THE EXERCISE: Your task is to transcribe the entries below exactly, beginning with the line containing "the wet rock" and ending with the final line, and to add nothing else.

=== DATA FOR PROCESSING ===

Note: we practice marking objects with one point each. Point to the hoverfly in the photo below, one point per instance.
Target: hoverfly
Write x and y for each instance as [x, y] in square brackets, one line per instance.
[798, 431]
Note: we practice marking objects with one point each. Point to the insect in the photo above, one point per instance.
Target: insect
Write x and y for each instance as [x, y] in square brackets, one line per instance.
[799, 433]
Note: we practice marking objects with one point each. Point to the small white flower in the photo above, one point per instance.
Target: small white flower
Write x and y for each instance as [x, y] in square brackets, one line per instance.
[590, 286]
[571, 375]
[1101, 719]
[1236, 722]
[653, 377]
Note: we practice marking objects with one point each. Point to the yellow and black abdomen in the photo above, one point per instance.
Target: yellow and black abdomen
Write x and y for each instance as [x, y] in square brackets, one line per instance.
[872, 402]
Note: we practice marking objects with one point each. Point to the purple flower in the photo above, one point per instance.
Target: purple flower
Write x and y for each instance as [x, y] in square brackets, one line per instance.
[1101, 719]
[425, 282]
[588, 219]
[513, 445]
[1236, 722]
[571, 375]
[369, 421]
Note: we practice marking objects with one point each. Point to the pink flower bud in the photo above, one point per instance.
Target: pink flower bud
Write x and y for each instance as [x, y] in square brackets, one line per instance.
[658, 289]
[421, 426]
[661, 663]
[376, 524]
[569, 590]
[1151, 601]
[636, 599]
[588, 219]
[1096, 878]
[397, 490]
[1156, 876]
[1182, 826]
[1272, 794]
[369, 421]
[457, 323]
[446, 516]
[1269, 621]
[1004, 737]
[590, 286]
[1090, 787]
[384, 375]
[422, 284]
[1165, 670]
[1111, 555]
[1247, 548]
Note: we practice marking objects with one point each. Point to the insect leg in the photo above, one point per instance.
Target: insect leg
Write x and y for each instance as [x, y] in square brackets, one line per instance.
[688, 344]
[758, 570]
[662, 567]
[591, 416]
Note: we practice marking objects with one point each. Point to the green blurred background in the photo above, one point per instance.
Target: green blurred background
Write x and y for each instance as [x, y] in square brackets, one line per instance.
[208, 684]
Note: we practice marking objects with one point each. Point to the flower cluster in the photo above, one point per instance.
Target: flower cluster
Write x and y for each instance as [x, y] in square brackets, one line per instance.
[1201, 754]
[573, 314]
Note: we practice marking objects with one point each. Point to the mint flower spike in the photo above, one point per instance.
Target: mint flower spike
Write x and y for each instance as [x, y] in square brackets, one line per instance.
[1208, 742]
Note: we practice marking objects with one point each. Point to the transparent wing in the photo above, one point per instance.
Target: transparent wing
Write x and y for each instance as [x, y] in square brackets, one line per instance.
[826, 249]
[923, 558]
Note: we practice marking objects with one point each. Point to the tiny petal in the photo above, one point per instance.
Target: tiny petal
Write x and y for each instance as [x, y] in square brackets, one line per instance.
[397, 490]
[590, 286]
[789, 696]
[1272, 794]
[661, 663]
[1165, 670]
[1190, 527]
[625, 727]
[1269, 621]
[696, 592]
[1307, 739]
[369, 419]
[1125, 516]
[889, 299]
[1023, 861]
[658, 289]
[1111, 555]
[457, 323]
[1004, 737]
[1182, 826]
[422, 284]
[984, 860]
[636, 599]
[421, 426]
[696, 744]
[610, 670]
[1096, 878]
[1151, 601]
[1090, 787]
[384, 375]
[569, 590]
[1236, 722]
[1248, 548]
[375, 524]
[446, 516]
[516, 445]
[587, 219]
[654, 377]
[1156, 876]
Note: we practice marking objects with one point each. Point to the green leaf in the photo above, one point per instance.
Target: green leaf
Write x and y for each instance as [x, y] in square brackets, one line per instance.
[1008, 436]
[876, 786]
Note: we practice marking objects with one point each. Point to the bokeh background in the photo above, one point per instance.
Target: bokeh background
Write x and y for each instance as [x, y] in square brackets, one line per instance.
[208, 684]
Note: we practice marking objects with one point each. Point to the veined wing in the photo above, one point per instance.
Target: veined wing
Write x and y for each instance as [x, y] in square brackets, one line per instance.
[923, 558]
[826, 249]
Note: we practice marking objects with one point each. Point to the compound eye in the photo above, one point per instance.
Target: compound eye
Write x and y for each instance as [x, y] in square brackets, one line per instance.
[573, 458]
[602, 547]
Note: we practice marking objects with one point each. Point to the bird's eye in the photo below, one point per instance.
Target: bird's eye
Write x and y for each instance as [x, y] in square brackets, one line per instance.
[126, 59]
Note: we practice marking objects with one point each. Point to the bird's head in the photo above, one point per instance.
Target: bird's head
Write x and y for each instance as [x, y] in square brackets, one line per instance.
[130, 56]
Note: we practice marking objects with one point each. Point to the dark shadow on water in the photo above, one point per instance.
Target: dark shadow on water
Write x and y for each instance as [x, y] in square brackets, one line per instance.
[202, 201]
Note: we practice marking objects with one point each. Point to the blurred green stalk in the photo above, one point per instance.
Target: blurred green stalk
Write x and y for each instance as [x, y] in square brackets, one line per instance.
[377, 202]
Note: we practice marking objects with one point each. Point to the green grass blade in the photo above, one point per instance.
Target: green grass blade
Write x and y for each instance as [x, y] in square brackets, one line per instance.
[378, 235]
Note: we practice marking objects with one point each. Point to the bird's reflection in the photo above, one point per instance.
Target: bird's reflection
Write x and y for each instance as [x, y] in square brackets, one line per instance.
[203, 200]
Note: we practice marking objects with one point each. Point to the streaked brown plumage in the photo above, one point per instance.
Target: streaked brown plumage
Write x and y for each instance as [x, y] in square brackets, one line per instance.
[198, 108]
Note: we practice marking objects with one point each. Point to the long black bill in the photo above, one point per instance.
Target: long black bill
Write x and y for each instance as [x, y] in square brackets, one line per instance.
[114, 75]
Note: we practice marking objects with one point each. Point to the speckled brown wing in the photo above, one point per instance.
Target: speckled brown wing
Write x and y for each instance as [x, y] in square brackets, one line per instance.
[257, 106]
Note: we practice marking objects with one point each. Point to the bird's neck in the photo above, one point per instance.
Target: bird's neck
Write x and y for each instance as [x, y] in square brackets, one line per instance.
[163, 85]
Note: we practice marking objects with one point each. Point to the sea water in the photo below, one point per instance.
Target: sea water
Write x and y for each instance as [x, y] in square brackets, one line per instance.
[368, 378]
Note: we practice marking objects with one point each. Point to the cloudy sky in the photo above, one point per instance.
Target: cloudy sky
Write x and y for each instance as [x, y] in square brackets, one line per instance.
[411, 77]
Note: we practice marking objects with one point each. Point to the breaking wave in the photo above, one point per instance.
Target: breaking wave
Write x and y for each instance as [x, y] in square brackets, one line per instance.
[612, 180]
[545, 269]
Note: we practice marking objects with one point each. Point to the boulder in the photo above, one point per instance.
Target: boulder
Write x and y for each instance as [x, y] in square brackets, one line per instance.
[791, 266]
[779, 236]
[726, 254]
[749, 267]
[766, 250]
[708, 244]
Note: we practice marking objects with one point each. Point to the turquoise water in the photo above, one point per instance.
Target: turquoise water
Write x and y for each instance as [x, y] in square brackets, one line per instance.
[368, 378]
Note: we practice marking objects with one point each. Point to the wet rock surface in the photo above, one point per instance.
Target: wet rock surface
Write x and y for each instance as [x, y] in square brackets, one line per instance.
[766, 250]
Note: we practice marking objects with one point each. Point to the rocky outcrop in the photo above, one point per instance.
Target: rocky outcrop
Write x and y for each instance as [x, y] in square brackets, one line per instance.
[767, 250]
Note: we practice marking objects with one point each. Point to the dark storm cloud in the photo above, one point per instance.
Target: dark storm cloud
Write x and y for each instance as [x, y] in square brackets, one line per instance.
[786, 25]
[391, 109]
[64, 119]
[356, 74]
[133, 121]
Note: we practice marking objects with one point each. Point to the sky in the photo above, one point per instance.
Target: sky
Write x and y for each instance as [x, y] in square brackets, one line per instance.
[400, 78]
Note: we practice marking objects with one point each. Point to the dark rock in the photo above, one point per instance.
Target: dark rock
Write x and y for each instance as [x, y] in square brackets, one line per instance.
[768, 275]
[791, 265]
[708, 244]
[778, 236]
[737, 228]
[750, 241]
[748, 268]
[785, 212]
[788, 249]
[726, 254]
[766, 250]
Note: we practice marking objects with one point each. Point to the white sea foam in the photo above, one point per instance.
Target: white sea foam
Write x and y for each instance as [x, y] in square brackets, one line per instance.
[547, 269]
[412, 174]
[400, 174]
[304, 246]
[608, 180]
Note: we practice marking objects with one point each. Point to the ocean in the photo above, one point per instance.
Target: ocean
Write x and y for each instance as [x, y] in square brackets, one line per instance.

===

RESULT OF THIS TASK:
Note: we practice marking objects with one point each. Point to the wet rock surface in the photo above, one point per instance.
Target: wet rock surface
Write x and y for each instance as [x, y] in square brackets, one line per instance.
[766, 250]
Note: we practice marking objects with one point each. Point to the rocky outcrop in the photo above, one point per instance.
Target: rocky outcrop
Write x and y for each instance as [x, y] in square brackets, one line per instance.
[767, 250]
Note: we practice marking objects with one point each. Point to the dark storm cloud in the photo above, one point per instance.
Target: dark storm cloud
Write x and y for each instance as [x, y] in square brackets, one line per instance.
[786, 25]
[391, 109]
[64, 119]
[356, 74]
[133, 121]
Note: we practice marking objects with one point each. Point to the sky in the photo above, one point per instance.
Target: sky
Write x and y for each instance as [x, y] in square brackets, one line per instance.
[400, 78]
Note: we practice marking objects with one point each. Point to the dark rock in the photo above, one point per instance.
Target: dark rock
Write x and y for each instance as [x, y] in square brackets, one line per instance.
[768, 275]
[791, 265]
[708, 244]
[778, 236]
[737, 228]
[750, 241]
[748, 268]
[785, 212]
[788, 249]
[726, 254]
[766, 250]
Note: we practice marking objects with one point each. Point to the white sea foam in the photo above, one point per instance.
Target: white sea foam
Write x and y for each instance as [x, y] in square brackets, one line per instance.
[547, 269]
[412, 174]
[400, 174]
[304, 246]
[608, 180]
Note: we practice marking objects with one point each. Point to the ocean in the photo above, one point per instance.
Target: ocean
Write x and y for each instance as [x, y] in square brackets, one line per instance.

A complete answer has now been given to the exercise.